↓

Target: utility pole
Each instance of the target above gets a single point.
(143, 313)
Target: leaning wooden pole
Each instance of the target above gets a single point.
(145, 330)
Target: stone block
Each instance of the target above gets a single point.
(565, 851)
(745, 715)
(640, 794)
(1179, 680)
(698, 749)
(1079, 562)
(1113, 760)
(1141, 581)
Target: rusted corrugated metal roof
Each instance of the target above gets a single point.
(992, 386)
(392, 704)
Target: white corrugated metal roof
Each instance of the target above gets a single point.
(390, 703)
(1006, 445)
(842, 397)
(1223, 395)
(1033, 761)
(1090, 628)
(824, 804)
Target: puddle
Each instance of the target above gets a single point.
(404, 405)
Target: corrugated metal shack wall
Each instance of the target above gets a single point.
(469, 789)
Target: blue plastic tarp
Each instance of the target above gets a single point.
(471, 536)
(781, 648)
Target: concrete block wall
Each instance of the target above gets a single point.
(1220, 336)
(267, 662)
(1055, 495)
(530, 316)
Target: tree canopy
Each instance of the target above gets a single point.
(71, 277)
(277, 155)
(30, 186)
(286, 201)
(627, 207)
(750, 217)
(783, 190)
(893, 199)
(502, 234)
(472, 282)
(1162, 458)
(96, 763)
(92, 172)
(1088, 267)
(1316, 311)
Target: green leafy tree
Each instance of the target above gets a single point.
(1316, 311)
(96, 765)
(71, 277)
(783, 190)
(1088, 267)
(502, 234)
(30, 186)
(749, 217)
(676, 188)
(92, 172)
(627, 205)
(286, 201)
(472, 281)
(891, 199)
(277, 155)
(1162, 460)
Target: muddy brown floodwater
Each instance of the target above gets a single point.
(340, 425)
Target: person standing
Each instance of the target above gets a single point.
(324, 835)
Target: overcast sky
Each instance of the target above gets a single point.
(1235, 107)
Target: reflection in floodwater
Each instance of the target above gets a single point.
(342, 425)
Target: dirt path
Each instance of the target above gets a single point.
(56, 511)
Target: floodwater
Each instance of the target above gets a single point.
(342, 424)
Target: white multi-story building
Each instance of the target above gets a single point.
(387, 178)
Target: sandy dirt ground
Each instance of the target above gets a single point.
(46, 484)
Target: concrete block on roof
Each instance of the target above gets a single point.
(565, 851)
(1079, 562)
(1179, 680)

↑

WHAT IS ASKED -> Repeat each record exactly, leaving nothing out.

WRITTEN RESPONSE ->
Target: utility pole
Each instance of the target above gets a single point.
(143, 313)
Target: leaning wooden pole
Each instance of the target above gets a single point.
(145, 330)
Target: stone block
Each instance of the target above gets a single point.
(565, 851)
(745, 715)
(640, 794)
(1179, 680)
(698, 749)
(1079, 562)
(1113, 760)
(1141, 581)
Target: rusted corrugated metal roof
Each instance of the target above gets a single point.
(992, 386)
(392, 704)
Target: white corrugated metal roof
Each instance of the target above gets a single point.
(390, 703)
(1006, 445)
(842, 397)
(1223, 395)
(1033, 761)
(1090, 628)
(824, 804)
Target: puddle
Each instance of the target above gets a single point.
(404, 405)
Target: corrugated metal shack wall
Each instance of the target above gets a single point.
(469, 789)
Target: blue plastic tarp
Each instance of the target above gets a single point.
(471, 536)
(781, 648)
Target: concrete block wall
Each instance of the target above gets a single point.
(1220, 336)
(267, 662)
(1055, 495)
(530, 316)
Target: tree canopy
Each instance of the target above gets a single point.
(71, 277)
(277, 155)
(30, 186)
(286, 201)
(627, 207)
(750, 217)
(783, 190)
(893, 199)
(502, 234)
(472, 282)
(1162, 458)
(96, 763)
(92, 172)
(1088, 267)
(1316, 311)
Target: green leafy tree
Each instance of the target above gets a single point.
(1316, 311)
(96, 765)
(71, 277)
(783, 190)
(1088, 267)
(502, 234)
(30, 186)
(749, 217)
(676, 188)
(92, 172)
(627, 205)
(286, 201)
(472, 281)
(891, 199)
(277, 155)
(1162, 460)
Target: muddy brown floodwater
Each instance of the target above gets a single point.
(340, 425)
Target: person standing
Each instance of the target above gets a single point.
(324, 835)
Target: overcast sky
Each instance of the target above gets a single point.
(1235, 107)
Target: reflection in floodwater
Each instance of the target above gets a single point.
(342, 425)
Target: dirt path
Each instance of the target above gets a single point.
(56, 511)
Target: floodwater
Each instance of the target above gets a single point.
(342, 424)
Target: white multi-story building
Each instance of the target above gets a single point.
(387, 178)
Target: sandy dirt ground
Each instance of the target above gets a single point.
(46, 484)
Target: concrete block on roof
Each instance of the target above gets a single point.
(565, 851)
(1079, 562)
(1179, 680)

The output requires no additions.